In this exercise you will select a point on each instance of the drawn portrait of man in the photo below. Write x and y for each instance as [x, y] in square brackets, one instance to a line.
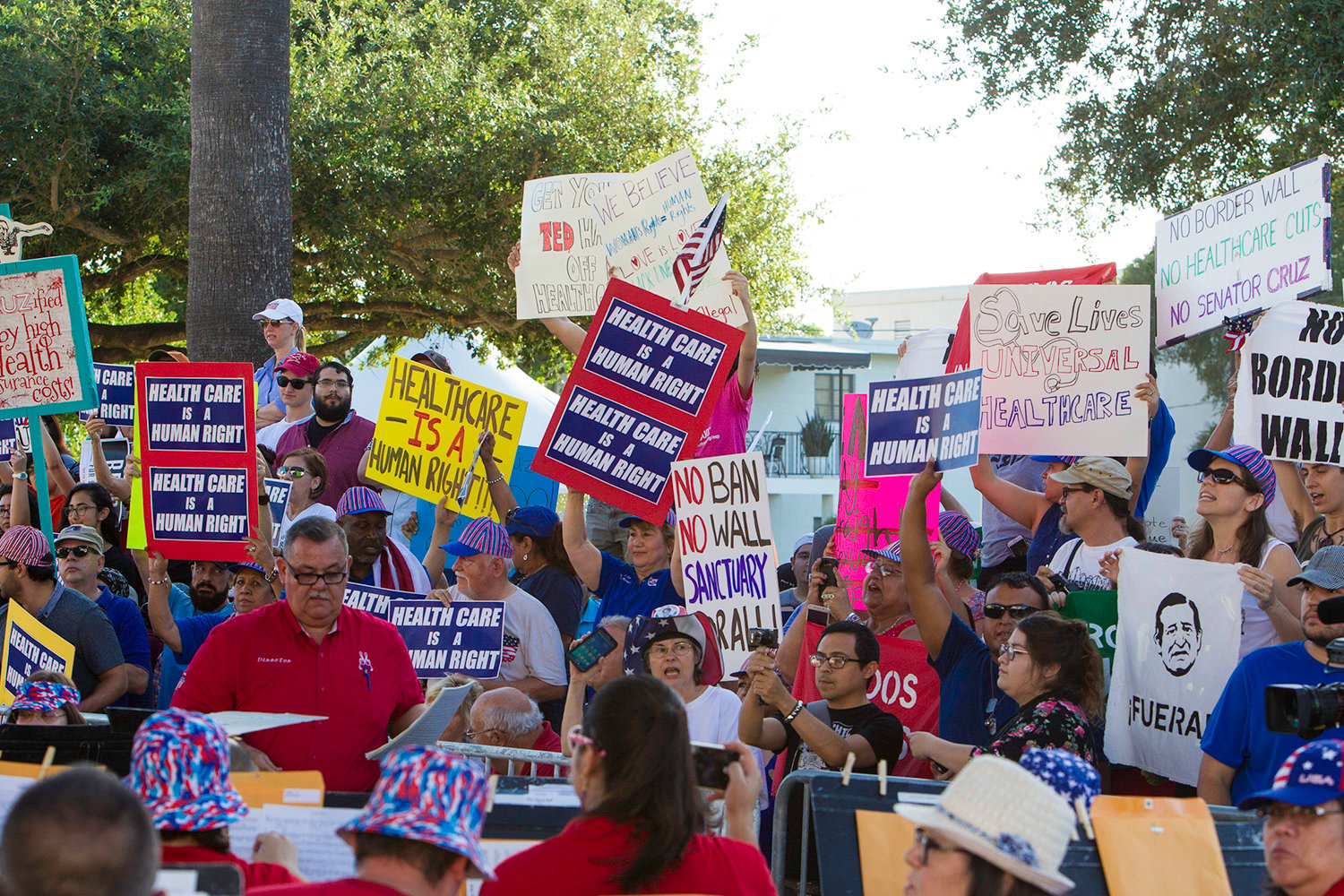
[1177, 633]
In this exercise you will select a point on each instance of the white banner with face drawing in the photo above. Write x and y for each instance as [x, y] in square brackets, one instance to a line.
[1180, 624]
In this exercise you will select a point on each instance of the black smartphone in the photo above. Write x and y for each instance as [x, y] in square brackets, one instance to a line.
[828, 567]
[585, 653]
[711, 764]
[762, 638]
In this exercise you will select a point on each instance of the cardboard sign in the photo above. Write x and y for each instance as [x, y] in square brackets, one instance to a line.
[728, 547]
[45, 358]
[467, 637]
[429, 427]
[564, 263]
[198, 452]
[1059, 367]
[645, 220]
[29, 646]
[910, 421]
[639, 397]
[1239, 253]
[1180, 627]
[868, 511]
[116, 389]
[1290, 384]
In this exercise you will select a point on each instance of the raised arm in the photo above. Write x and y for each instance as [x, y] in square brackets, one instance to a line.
[583, 554]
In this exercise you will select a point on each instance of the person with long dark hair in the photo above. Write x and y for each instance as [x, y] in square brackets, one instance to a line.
[1053, 669]
[640, 831]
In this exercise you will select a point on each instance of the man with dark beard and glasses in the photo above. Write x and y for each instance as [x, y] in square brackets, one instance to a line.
[333, 429]
[1241, 754]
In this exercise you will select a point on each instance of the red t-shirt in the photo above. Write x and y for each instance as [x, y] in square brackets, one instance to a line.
[360, 677]
[581, 856]
[347, 887]
[254, 874]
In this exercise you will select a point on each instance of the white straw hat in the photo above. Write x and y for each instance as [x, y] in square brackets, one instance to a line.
[1000, 812]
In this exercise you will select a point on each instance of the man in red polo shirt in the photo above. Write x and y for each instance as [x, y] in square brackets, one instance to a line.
[314, 656]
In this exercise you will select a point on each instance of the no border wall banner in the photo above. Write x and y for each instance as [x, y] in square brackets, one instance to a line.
[1252, 247]
[639, 398]
[562, 271]
[1290, 384]
[429, 426]
[728, 547]
[198, 455]
[29, 646]
[1059, 366]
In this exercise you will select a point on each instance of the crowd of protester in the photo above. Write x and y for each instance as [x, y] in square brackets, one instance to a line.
[975, 607]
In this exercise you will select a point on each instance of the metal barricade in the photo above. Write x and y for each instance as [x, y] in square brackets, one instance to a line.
[521, 762]
[816, 847]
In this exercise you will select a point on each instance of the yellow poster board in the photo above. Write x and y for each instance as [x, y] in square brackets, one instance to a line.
[29, 646]
[429, 426]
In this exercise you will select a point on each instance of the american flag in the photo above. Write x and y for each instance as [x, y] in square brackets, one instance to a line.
[694, 260]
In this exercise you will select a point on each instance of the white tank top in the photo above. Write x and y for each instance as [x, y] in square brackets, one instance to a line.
[1257, 630]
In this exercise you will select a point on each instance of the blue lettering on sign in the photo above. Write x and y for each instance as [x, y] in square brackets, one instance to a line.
[655, 357]
[467, 637]
[199, 504]
[195, 414]
[911, 421]
[623, 447]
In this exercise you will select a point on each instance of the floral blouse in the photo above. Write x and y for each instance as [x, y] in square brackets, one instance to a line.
[1047, 721]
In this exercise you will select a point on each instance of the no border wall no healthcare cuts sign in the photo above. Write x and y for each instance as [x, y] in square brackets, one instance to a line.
[45, 358]
[1244, 252]
[1059, 366]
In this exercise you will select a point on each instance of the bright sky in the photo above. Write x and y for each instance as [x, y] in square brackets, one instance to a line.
[900, 211]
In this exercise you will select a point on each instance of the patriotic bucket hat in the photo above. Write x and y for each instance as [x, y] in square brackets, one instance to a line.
[179, 770]
[429, 796]
[1312, 774]
[43, 696]
[663, 625]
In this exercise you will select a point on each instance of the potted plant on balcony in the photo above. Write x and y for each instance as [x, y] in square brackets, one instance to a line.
[816, 438]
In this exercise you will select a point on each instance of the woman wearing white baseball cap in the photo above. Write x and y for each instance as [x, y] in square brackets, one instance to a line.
[282, 328]
[996, 829]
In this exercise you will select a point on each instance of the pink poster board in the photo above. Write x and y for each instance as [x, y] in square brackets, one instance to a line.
[868, 512]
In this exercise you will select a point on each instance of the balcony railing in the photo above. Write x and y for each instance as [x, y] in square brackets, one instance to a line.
[784, 455]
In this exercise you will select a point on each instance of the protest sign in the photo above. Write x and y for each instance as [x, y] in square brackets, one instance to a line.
[279, 493]
[868, 511]
[1239, 253]
[910, 421]
[562, 269]
[728, 547]
[1179, 632]
[1059, 366]
[905, 685]
[45, 358]
[116, 389]
[198, 457]
[467, 637]
[639, 397]
[29, 646]
[1290, 384]
[645, 220]
[429, 426]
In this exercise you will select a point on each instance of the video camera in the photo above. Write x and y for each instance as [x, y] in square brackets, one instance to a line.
[1308, 710]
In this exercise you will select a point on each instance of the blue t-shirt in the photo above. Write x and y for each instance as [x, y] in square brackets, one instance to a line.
[969, 689]
[624, 595]
[1236, 735]
[131, 634]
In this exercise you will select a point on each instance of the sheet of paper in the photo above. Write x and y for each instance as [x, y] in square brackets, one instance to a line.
[237, 721]
[427, 727]
[322, 853]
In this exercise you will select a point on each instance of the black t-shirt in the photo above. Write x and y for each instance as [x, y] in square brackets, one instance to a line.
[882, 729]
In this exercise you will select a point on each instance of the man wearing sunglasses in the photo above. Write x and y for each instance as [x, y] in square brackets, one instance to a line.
[824, 732]
[970, 702]
[80, 551]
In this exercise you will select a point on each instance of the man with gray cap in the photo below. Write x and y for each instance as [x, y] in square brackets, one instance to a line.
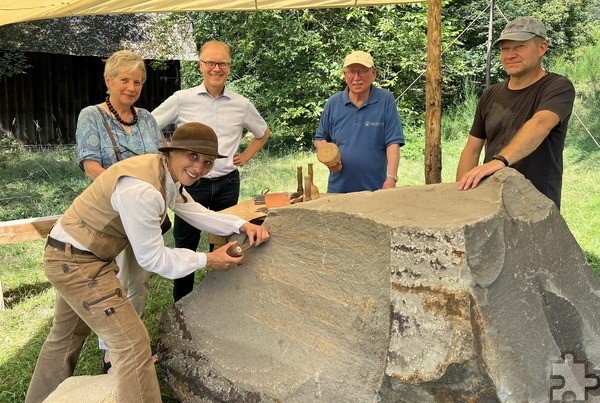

##########

**What is expected**
Each record above goes into the copy unchanged; the pictures do not.

**Solution to the problem**
In this exercise you will select a point on each instance of the drawn portrait of man in the photo below. Write x and y for each instance as [x, y] in square brackets, one instance to a line.
[1177, 633]
In this exercise you will select a point on each instance of the white banner with face drawing in the photo above. Write x and y for each instance as [x, y] in square brackets, one instance to a line.
[1180, 624]
In this exercise you will select a point on each instance of the black smartphone in the photo above. Write x and y for each instance as [x, y] in square brackets, one instance to a line.
[828, 567]
[585, 653]
[711, 764]
[762, 638]
In this exercise you will select a point on each instance of the cardboard sign in the photo above. Write x and y for each instance as [x, y] in square brackets, one instance to a line.
[728, 547]
[45, 358]
[467, 637]
[429, 427]
[564, 263]
[198, 452]
[1059, 367]
[645, 220]
[29, 646]
[910, 421]
[639, 397]
[1239, 253]
[1180, 627]
[868, 511]
[116, 389]
[1290, 384]
In this exercise you will select a point on each instance of the raised arm in the photo above. Write x and y for each instance as [x, y] in square brackets, one instance to a line.
[583, 554]
In this exercise you will select a point on each instance of the person with long dark hair in the photo above. Write x and y for each instance as [x, y] in square brackets, one instance to a line.
[1053, 669]
[640, 831]
In this exercise you will select a point on each instance of the man with dark beard and glasses in the photo above. Write x and y for each instance as [x, y] in square brackets, one instance to a line.
[333, 429]
[1241, 754]
In this exercise you will select a point on each instance of the red t-shirt in the photo above. Write x and y for each instance as [x, y] in square brackets, one instance to a line.
[360, 677]
[581, 856]
[347, 887]
[254, 874]
In this exercise you will select a point on each instance of the white straw hat in the photo above. Write x and y for each instance as [x, y] in square brackets, one instance to a line.
[1000, 812]
In this exercise you will select a point on each instance of the man in red polo shirt in the photo above. Write x and y for each instance as [x, y] in square brackets, one instance to a line.
[314, 656]
In this exercise you will select a point on each instance of the no border wall banner in the photo above. Write x and y for each instance as [x, y] in square brackets, one instance to a line.
[1252, 247]
[639, 398]
[562, 271]
[1290, 384]
[429, 426]
[728, 547]
[198, 455]
[29, 646]
[1059, 366]
In this exercise you will select a point on each instance of the crowd of protester in the photo above. Write x and y for each instance as [x, y] in square brackets, one instance to a line.
[975, 607]
In this exercise you will select a point on each instance of the metal barricade in the photo above. Write x and y for each instance as [x, y] in square brackets, one instance to a line.
[521, 762]
[816, 847]
In this exercise you will select a point on each instance of the yellow poster board in the photo above. Write x and y for each instance as [x, y] in square brackets, one instance to a line.
[29, 646]
[429, 426]
In this exercise you will select a point on each instance of the american flag in the photo above. Write x and y for each instance as [x, y] in square brackets, one instance to a line.
[694, 260]
In this exercise you will select a point on each instance of the white tank top in the photo above. Write x and y for each instance as [x, y] in square brackets, one instance to a line.
[1257, 630]
In this exercise you will select a point on each instance of the blue lettering on sign in the photo above. Write x and y for each instance as [x, y] in square brackets, one instance to a line.
[655, 357]
[467, 637]
[199, 504]
[195, 414]
[911, 421]
[623, 447]
In this exercise you will select a point on each instance of the floral blouse in the photo above. Write x and y for each instance as [x, y] in square brackets, one instance to a line.
[1047, 721]
In this exercise you will select a point on each instance of the no border wall no healthcare cuts sign in the photo above. Write x and y for each instance as [x, y] in square brackets, one instance to a line.
[45, 358]
[1244, 252]
[1059, 366]
In this exercise you will select a point on each instance of the bright sky in the photo above. Write x and y for each instance as [x, y] in square brackets, one instance to a line.
[900, 211]
In this exercise you will select a point on each instance of the patriotic bucket hat in the photo above. Write x and y for each instance as [x, y] in square brackets, one instance to a line.
[179, 770]
[429, 796]
[1312, 774]
[43, 696]
[663, 625]
In this exercise you will select a point on each instance of the potted plant on balcony in the photo above. Write x and y for each instance as [x, y] in square brackets, one instance to a line.
[816, 438]
In this exercise you will select a point on each instance of the woman wearing white baseball cap in the photo above. Write x and y for each instance as [x, y] in square brackets, one instance to a line.
[282, 328]
[996, 829]
In this exercise you will select a point on each instance of the pink poster board in the photo above. Write x and y for each instance as [x, y] in square brackets, one instance to a line.
[868, 512]
In this exercise you will select a point on each instance of the balcony railing in the photo above. Write x and y for each instance as [x, y] in square brackets, one instance to a line.
[784, 455]
In this exercise you will select a point on each instance of the protest sign in the photo above. Write x and y for each instance as [x, y] in square brackets, one instance to a line.
[279, 493]
[868, 511]
[1239, 253]
[910, 421]
[562, 269]
[728, 547]
[1179, 632]
[1059, 366]
[905, 685]
[45, 358]
[116, 389]
[198, 457]
[467, 637]
[639, 397]
[29, 646]
[1290, 384]
[645, 220]
[429, 426]
In this exercise you will select a point on each instance of the video camera in the photo above. Write x and y for each instance as [x, y] in square brackets, one instance to a line.
[1308, 710]
In this exercise you will select a point on each instance of the blue t-shirt in the photo above. Write x and y for each instance as [x, y] in square brackets, one instance to a line.
[969, 689]
[624, 595]
[1236, 735]
[131, 634]
In this exercise you will select a point on each instance of the sheet of paper in the photo above. Write x and y for each instance as [x, y] in square brackets, one instance to a line.
[237, 721]
[427, 727]
[322, 853]
In this exercise you will select a point on each instance of the black t-shirt in the photo above. Write x and y for each instance as [x, y] in square brackets, one instance to a line.
[882, 729]
In this exercise you will select a point on each instance of the man wearing sunglasses in the photo above. Write x and y for each instance as [x, y] in square brackets, one instance to a line.
[824, 732]
[970, 702]
[80, 551]
In this exercise you will select a point on each instance of the man with gray cap in the photo below. Write x and y for each instance as [x, y] in square brackets, one instance to a line.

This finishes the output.